**TASK:**
Copy the forum thread on consolidating Militia units word for word, from "## FJAG (24" up to and including "reduction as well.".

**READING PASSAGE:**
★ ★ ★ ★

TB2 got to it before me but before careful that you are actually comparing apples to apples as that was not a pure supply depot and had a variety of functions over the years.  Downsview in Toronto and #5 in Moncton would have been better examples.


----------



## FJAG (24 Apr 2022)

TangoTwoBravo said:


> Perhaps it is time for the Militia to consolidate within means and requirements as well?


It's long, long overdue.

The reason there is so much resistance to that is that every time there is a consolidation, it comes accompanied by a personnel reduction as well.

Back in Toronto, I joined the 7th Toronto Regiment RCA which had just been consolidated from 29th Fd Regt, 42 Medium Regt and 1 Locating Regiment. The three units combined could pretty much fill the parade square at University Armoury but it was demolished in 1963, the land handed over to the City to build a new law complex and the units distributed across the city. The combined regiment was moved to an old three story warehouse on Richmond Street for a few years while they finished building Moss Park Armoury.

Guess what. By the time we moved into Moss Park we could barely field a hundred folks. (a hundred and fifty with the band which was enormous 😁)

When one amalgamates/consolidates three units one needs to aggregate the authorized positions and provide the core resources to actually house and train that amalgamated unit and not look at the amalgamation as a force reduction and infrastructure reduction opportunity. This is why Reserves 2000 and all those honorary colonels fight so hard to retain units. (plus there's the CO/RSM multiple majors and CSM rice bowl thing too)

Amalgamation is an absolute necessity. No question. The current system is archaic and not fit for purpose.

★ ★ ★ ★

**DATA SEGMENT:**
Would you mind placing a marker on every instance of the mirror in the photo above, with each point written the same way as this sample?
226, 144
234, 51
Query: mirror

★ ★ ★ ★

**EXERCISE OUTPUT:**
## FJAG (24 Apr 2022)

TangoTwoBravo said:


> Perhaps it is time for the Militia to consolidate within means and requirements as well?


It's long, long overdue.

The reason there is so much resistance to that is that every time there is a consolidation, it comes accompanied by a personnel reduction as well.